## start Text to read
Other names: Coban Köpegi
The Anatolian Shepherd is a highly intelligent, proud, independent and self-confident dog. They are ancestral guardians who show great interest in the protection of their family and territory. Without ever being unnecessarily aggressive but by showing a certain tenacity when it comes to protecting, these giant-sized dog are very wise, calm and gentle when they are with their family.
Key facts about the Anatolian Shepherd
Origins and history
The Anatolian Shepherd is an old breed that most likely descends from the great hunting dogs of Mesopotamia. Over time, the breed has evolved to adapt to a series of particular circumstances: those that have most influenced their formation are the climate (very hot summers, very cold winters), the way of life of populations (sedentary, semi-nomadic or nomadic) and the type of work. The FCI officially recognized this Turkish breed in 1989.
## end Text to read
_Problems to work on_
1 > Please explain, using the Anatolian Shepherd text, why the breed changed over time and which factors shaped it most.
2 > How many lines of the records contain the string "window"? Case counts; give only the number.
## start Records shown
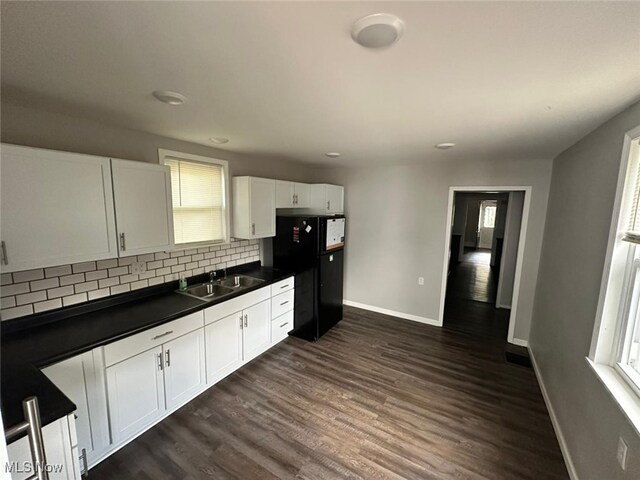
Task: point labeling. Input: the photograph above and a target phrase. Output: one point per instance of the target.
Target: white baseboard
(393, 313)
(520, 342)
(573, 474)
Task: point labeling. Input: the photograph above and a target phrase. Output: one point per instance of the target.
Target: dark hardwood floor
(376, 398)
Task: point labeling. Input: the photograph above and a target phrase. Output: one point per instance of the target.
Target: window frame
(164, 154)
(619, 298)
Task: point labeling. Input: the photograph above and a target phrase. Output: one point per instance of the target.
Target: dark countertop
(34, 342)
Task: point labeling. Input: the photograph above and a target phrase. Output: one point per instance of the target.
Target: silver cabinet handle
(162, 335)
(5, 259)
(33, 426)
(84, 473)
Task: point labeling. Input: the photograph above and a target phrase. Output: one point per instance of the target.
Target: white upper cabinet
(292, 194)
(327, 199)
(57, 208)
(254, 207)
(144, 215)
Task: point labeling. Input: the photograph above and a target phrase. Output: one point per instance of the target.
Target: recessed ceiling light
(377, 30)
(171, 98)
(445, 146)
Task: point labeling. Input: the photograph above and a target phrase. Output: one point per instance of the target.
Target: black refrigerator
(312, 247)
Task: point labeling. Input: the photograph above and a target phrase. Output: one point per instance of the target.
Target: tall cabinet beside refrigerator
(312, 247)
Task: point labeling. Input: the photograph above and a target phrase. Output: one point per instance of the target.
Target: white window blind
(632, 231)
(198, 201)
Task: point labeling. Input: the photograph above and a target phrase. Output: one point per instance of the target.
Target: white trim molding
(564, 449)
(393, 313)
(519, 258)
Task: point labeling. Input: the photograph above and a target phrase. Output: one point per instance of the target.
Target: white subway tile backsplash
(71, 279)
(39, 290)
(73, 299)
(85, 287)
(84, 267)
(31, 298)
(48, 305)
(95, 294)
(60, 292)
(44, 284)
(108, 282)
(111, 263)
(7, 302)
(28, 275)
(120, 289)
(97, 275)
(10, 313)
(14, 289)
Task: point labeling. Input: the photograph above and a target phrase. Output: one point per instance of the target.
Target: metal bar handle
(162, 335)
(33, 426)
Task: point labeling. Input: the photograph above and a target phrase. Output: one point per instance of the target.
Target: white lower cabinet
(145, 387)
(127, 386)
(60, 449)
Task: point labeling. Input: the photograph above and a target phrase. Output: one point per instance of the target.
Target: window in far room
(199, 188)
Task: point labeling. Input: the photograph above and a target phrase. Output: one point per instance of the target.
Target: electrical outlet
(138, 267)
(622, 453)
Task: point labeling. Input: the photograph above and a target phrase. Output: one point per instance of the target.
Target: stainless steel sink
(208, 291)
(240, 281)
(220, 288)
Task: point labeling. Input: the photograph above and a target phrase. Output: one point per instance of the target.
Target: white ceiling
(502, 80)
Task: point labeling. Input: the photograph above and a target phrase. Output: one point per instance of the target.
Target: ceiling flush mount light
(378, 30)
(445, 146)
(170, 98)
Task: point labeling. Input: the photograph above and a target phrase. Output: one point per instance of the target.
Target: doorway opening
(484, 260)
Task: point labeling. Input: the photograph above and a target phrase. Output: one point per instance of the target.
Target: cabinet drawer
(282, 286)
(128, 347)
(234, 305)
(281, 303)
(281, 326)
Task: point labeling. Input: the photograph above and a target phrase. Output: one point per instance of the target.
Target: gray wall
(39, 128)
(510, 249)
(580, 207)
(397, 218)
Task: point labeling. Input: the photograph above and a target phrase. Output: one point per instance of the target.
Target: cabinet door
(263, 207)
(144, 215)
(303, 192)
(335, 199)
(135, 389)
(57, 208)
(256, 334)
(223, 347)
(69, 377)
(184, 370)
(284, 194)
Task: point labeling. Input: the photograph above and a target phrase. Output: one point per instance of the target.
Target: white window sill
(626, 398)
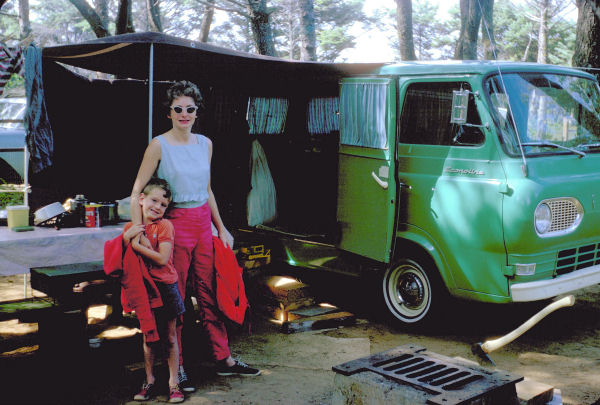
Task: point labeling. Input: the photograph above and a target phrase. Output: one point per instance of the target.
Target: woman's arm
(145, 172)
(161, 257)
(224, 234)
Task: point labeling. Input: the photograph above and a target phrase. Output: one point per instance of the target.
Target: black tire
(412, 292)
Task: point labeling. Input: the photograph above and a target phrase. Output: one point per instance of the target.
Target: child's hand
## end Records shown
_Written answers_
1 > The breed evolved to adapt to a series of particular circumstances. The ones that most influenced its formation were the climate (very hot summers and very cold winters), the way of life of populations (sedentary, semi-nomadic or nomadic) and the type of work.

2 > 4